Exercise directions: At the line containing "As part of dataset curation, annotate the gray", begin setting down the entries exactly, and stop only after the last line.

(Extracted data entries)
++++

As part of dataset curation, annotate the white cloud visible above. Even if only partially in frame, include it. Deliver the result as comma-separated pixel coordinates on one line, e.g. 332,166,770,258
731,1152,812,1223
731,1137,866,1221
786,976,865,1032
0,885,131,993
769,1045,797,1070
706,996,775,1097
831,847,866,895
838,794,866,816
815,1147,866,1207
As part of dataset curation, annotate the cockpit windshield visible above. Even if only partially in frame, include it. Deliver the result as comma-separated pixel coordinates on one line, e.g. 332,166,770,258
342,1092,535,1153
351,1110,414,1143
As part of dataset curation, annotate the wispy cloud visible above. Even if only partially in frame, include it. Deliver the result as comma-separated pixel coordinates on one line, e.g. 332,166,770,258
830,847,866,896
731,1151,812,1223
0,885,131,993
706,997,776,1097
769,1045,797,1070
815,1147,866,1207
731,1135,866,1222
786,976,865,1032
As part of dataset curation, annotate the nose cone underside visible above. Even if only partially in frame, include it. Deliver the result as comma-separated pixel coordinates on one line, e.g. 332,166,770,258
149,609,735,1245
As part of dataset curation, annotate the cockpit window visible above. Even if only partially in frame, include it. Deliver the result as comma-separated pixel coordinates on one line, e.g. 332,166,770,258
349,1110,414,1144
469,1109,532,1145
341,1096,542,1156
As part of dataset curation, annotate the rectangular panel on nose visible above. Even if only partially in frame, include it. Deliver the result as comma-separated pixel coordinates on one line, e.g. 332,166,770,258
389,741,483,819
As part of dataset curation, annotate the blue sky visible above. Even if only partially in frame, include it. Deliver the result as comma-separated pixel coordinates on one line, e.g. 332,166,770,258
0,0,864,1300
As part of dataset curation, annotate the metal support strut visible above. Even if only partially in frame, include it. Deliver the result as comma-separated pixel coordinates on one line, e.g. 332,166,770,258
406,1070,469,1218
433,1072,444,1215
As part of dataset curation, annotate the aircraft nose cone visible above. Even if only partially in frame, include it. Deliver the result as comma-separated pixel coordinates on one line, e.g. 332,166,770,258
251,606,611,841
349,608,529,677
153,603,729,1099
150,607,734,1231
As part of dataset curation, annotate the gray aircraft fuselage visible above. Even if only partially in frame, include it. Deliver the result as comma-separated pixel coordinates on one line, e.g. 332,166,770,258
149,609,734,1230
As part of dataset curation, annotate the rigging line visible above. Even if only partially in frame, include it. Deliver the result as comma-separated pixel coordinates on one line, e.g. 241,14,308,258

++++

Exercise answer:
As part of dataset curation, annotate the gray aircraft fuselage visible above. Even if only partially in frame, include it. Deliver the result as comma-separated pixel coordinates on one line, e.g. 332,166,770,258
149,609,734,1230
As part of dataset curation, annotate the rigging line visible above. Even if only partially in frame, include it. Deliver the result as comma-separated pixel coordinates on one line, e.g. 241,14,308,258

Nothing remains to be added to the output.